TASK BRIEF — Count the lines containing "shirt" in the entries underneath, and state that count without anything else.
** Opening DATA UNDER STUDY block **
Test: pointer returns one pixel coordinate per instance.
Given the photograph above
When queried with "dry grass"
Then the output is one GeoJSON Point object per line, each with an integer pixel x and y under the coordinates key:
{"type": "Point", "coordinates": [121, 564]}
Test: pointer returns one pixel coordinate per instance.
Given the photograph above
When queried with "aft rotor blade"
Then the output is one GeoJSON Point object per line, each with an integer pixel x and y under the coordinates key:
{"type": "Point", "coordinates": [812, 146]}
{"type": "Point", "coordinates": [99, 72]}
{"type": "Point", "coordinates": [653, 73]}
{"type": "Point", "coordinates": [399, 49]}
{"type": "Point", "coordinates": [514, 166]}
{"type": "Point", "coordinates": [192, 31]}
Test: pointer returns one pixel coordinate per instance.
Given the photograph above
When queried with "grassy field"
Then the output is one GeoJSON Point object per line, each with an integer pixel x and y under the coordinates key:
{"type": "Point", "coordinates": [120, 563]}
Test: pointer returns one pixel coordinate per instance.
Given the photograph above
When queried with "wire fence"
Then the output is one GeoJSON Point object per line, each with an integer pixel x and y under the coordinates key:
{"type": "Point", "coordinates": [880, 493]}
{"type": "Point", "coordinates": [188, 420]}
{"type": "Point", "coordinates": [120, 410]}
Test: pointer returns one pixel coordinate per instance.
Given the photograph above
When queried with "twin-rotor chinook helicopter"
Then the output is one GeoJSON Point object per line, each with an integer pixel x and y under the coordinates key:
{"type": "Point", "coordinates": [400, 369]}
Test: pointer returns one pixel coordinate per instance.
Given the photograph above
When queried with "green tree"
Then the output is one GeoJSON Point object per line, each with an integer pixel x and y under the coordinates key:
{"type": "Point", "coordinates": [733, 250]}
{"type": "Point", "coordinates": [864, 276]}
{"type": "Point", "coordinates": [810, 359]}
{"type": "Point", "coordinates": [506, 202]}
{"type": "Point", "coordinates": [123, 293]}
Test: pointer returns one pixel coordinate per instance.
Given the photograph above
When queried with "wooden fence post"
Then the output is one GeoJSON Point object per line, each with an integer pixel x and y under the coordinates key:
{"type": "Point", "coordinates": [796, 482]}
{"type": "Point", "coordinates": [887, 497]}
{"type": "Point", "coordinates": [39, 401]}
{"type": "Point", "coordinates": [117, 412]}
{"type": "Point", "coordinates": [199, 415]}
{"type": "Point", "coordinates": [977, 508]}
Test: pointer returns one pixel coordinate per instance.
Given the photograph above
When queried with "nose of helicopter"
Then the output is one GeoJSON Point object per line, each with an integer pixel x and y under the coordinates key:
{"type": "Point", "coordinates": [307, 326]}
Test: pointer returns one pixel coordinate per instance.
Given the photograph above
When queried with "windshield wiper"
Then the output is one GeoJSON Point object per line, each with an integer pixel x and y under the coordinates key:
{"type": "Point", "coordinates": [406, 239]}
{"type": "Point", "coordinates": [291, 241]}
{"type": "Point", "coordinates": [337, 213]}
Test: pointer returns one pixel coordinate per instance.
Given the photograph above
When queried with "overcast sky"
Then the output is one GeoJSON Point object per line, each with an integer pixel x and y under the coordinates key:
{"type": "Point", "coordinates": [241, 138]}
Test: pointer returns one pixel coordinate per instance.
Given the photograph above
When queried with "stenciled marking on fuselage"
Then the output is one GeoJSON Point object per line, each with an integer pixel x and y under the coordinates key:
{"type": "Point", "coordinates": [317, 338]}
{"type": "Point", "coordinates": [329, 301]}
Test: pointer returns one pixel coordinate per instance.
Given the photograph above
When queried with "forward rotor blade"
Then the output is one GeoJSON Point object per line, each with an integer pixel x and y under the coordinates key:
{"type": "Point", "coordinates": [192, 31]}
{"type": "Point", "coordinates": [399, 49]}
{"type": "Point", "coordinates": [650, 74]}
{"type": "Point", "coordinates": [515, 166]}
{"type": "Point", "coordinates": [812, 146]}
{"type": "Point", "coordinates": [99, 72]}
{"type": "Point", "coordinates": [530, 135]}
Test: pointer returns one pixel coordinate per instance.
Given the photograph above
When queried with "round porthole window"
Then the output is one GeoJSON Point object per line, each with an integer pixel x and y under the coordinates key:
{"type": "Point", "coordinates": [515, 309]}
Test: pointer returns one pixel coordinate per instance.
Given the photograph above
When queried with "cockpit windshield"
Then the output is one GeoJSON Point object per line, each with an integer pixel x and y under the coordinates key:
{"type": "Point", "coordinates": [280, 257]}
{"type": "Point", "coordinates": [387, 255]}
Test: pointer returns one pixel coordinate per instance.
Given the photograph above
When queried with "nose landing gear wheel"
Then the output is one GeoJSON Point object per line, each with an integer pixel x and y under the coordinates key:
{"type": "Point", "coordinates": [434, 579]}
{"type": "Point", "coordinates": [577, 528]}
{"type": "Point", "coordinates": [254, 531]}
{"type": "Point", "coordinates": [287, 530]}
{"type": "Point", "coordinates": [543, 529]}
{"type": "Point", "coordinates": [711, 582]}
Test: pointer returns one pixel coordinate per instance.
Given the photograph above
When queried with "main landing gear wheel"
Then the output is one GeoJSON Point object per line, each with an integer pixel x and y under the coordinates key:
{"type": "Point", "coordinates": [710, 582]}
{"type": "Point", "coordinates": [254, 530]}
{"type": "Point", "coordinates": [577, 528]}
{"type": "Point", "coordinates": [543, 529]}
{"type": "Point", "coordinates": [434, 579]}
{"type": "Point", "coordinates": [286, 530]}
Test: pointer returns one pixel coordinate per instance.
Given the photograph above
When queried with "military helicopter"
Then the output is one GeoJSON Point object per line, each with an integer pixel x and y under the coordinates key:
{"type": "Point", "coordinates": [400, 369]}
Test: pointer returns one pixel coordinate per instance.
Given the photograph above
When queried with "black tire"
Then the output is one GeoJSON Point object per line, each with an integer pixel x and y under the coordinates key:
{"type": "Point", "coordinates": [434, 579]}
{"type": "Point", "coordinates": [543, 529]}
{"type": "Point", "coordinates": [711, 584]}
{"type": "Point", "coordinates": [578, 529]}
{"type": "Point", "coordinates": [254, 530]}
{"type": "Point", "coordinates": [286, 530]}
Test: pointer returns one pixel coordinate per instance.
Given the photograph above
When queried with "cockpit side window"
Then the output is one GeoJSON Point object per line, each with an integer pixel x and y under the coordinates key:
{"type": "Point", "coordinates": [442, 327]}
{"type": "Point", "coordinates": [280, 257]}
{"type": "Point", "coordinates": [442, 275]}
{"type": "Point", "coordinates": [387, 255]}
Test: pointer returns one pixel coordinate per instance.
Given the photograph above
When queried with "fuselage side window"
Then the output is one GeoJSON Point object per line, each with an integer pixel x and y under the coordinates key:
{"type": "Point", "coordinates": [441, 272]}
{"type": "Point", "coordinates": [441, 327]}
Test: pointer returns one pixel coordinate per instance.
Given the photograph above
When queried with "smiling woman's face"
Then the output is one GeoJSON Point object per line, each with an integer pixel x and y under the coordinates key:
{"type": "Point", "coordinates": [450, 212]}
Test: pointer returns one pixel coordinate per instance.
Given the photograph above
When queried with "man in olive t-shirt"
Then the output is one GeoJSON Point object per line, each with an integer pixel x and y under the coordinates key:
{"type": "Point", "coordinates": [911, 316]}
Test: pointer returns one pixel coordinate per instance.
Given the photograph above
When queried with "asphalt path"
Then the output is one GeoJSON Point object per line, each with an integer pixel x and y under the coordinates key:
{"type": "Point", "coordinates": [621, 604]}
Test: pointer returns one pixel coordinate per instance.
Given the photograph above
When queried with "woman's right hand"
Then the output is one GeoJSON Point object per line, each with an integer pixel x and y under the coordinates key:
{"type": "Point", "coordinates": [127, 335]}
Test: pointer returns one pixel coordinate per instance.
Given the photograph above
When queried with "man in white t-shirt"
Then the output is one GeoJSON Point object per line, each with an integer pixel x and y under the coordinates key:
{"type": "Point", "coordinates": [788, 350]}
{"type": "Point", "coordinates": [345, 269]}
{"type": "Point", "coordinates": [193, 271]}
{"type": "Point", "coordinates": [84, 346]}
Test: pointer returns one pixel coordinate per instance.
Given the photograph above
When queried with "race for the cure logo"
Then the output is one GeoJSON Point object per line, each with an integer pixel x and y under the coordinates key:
** Closing DATA UNDER STUDY block **
EXPECTED ANSWER — 2